* [Set exercise]:
Can you pick up the article below on the MBTA's budget troubles and write what comes after its last sentence?

* [Extract]:
______________________________
Ridership on the Massachusetts Bay Transportation Authority (MBTA) has been at an all-time high since last year, but the authority recently proposed fare hikes and service cuts to balance its operating budget, which includes a $185 million deficit for Fiscal Year 2013 and more than $5.5 billion in outstanding debt. Since its formation in 1964, the MBTA was burdened with inefficiencies and fiscal irresponsibility, according to a study entitled “Financing the MBTA” published by the Beacon Hill Institute, the research arm of the Department of Economics at Suffolk University, in 1999.

Before 2000, the authority operated on a backward funding plan, meaning it was reimbursed each year by the Commonwealth of Massachusetts for any outstanding expenses, according to the study. The Massachusetts state legislature wanted to change the authority’s budget to a forward funding plan, which would require the MBTA to operate within an allocated budget each year. This new system, by design, would require fiscal responsibility at a time when the MBTA was seen as “a model of inefficiency and dependency on government largess,” according to “Financing the MBTA.”

Jonathan Davis, the T’s acting general manager and former chief financial officer, has worked for the agency since 1996. He said he believes forward funding made sense when it was enacted. “I think forward funding was good,” he said in an interview with The News. “It brought budget discipline to the MBTA. It required us to take a look at our cost structure, [and] put in productivity measures and efficiencies.”

Under the forward funding budget, the MBTA was awarded 20 percent of the then-5 percent Massachusetts sales tax along with funds allocated by annual assessments of various cities and towns the T serves. In exchange, the MBTA was left with $3.3 billion in debt from the “Big Dig” highway project, according to “Born Broke,” a 2009 independent study by Brian Kane of the MBTA Advisory Board. But despite the efforts of the Massachusetts legislature to ensure a dependable revenue stream for the T that would not have to be revisited annually, including a 2009 state-wide sales tax hike to 6.25 percent, the plan has clearly not lived up to expectations; the MBTA is exploring options to close the projected $185 million budget deficit for Fiscal Year 2013. The T is holding public meetings concerning its two proposals released in January concerning possible service cuts and fare hikes.

“They would have what people thought was a pretty reliable source of income to depend on. Well, it didn’t turn out that way,” said Zach Tucker, a freshman stage and production management major at Emerson College and founder of Boston group Students Against T Cuts.

He said he has read virtually every article released by the MBTA Advisory Board, Central Transportation Planning Staff and the MBTA Rider Oversight Committee concerning forward funding. Davis echoed Tucker’s statement.
______________________________
(Entries from a dataset)
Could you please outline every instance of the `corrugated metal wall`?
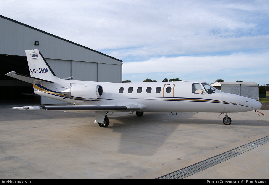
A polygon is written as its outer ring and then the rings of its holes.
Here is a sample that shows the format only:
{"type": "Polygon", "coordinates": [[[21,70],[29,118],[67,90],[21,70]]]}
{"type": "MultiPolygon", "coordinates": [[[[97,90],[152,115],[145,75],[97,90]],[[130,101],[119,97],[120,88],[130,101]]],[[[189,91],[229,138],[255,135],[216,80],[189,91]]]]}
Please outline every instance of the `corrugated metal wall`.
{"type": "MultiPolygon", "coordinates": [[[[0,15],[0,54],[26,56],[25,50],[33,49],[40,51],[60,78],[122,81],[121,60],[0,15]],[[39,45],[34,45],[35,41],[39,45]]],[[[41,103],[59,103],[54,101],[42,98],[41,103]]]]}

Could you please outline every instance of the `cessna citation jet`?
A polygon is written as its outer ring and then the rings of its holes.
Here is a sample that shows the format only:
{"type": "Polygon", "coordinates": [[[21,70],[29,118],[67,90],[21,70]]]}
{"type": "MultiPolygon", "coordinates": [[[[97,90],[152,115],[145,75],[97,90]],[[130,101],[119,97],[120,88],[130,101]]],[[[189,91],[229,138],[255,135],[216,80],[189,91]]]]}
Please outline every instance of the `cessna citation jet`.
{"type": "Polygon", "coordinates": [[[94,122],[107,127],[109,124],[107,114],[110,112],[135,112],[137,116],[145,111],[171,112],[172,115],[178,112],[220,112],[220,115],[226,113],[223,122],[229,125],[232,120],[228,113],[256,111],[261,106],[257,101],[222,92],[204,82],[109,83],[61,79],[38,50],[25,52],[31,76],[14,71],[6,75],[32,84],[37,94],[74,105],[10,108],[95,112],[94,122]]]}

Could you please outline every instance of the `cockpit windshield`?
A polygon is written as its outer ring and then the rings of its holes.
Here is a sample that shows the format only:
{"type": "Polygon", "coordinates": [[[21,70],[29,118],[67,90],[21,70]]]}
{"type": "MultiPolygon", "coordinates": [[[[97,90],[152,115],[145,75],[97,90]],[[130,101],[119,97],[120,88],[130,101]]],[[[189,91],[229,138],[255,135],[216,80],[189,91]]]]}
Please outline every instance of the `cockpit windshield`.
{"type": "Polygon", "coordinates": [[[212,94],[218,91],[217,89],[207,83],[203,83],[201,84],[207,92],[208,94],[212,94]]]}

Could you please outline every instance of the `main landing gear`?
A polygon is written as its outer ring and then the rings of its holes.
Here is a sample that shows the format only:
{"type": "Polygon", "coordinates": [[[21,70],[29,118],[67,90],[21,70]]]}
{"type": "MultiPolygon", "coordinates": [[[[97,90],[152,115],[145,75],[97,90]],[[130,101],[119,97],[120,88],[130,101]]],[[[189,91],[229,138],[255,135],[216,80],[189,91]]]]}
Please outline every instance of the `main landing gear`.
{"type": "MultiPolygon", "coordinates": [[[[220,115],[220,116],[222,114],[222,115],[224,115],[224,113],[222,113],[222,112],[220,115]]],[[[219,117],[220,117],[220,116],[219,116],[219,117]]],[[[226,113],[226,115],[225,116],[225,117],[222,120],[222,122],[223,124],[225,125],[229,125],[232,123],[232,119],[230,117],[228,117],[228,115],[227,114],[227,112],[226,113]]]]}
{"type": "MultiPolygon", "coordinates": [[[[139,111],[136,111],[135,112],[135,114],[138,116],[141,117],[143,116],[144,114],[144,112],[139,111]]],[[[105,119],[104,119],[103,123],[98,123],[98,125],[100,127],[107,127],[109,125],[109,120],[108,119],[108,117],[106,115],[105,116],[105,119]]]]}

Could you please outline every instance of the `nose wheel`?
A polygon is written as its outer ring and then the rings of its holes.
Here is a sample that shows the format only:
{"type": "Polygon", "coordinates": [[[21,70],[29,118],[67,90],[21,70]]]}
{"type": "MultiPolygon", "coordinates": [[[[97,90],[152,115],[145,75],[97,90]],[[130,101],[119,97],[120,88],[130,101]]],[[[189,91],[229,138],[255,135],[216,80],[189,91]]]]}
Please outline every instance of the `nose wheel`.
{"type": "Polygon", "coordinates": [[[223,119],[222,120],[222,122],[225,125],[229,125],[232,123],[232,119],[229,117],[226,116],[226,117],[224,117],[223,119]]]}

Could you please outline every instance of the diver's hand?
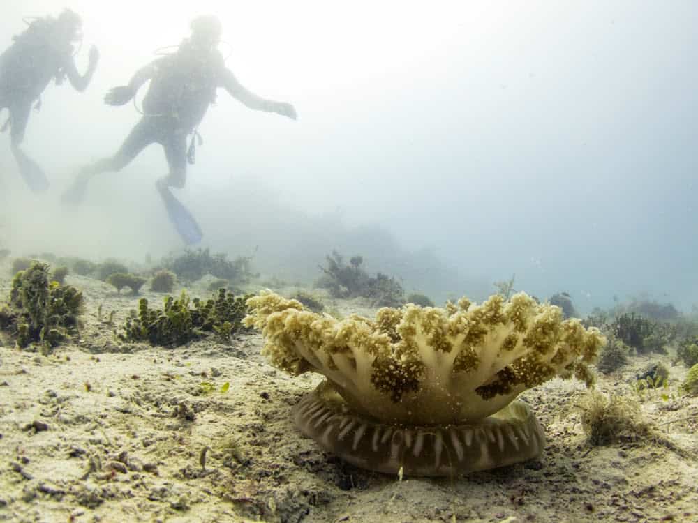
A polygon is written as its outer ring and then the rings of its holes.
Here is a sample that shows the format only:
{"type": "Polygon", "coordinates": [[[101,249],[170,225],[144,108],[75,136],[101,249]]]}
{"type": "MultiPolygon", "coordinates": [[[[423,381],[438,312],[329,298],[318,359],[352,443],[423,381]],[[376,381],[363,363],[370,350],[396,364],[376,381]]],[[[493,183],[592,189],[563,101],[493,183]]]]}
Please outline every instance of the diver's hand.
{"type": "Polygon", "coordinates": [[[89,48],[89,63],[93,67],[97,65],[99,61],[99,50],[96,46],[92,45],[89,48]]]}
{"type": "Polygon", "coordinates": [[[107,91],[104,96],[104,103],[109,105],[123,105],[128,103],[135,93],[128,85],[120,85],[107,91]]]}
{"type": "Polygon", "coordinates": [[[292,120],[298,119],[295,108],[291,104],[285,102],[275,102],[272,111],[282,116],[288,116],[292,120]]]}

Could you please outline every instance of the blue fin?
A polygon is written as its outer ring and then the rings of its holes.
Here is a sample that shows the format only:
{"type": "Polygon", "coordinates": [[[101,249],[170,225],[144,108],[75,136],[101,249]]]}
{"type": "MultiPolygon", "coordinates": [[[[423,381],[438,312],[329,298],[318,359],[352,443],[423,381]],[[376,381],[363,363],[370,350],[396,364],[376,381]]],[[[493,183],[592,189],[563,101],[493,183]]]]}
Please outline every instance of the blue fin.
______________________________
* [Answer to this exercise]:
“I think the one thing that didn’t turn out the way that people expected on the forward funding was the rate of growth in sales tax,” Davis said. “Prior to forward funding taking place, sales tax [revenue] had risen somewhere between 6 and 8 percent per year. Since we’ve been under the [forward funding] sales tax formula, we’ve seen no growth in sales tax over those 12 years.”

Davis also said the T really had no choice over the decision to switch funding mechanisms.

“We’re a creature of the legislature and the legislation,” he said. “Certainly we will deal with whatever is given to us.”

Despite the sales tax allocation and regional assessments given to the T, its overall debt has increased from $3.3 billion in 2001 to roughly $5.5 billion as of June 2011, according to a June 24 Boston Business Journal article.

“What we’re seeing now is record ridership of public transit, probably higher than any time in our history, and people are seeing that it’s both convenient and affordable,” Davis said. “And, the question would be, should we be looking at reducing service in a time that people are needing it more and more? However, we have the stark reality of having a budget deficit. We can’t pay for service; we can’t put service out there that we can’t pay for.”

And, other than the sales tax projections, which didn’t materialize, the salaries of the unionized MBTA workers are at least partially responsible for the budget crisis, said one Boston-area economist.

“Across the board, public sector workers ought to be taking pay cuts,” said Dr. David Tuerck, professor and chair of the Economics Department at Suffolk University, and executive director of the Beacon Hill Institute, author of the “Financing the MBTA” study. “[There is] simply no justification in this particular climate to maintain existing compensation levels and even to give raises when we are desperate to keep, in this case, literally, the trains moving.”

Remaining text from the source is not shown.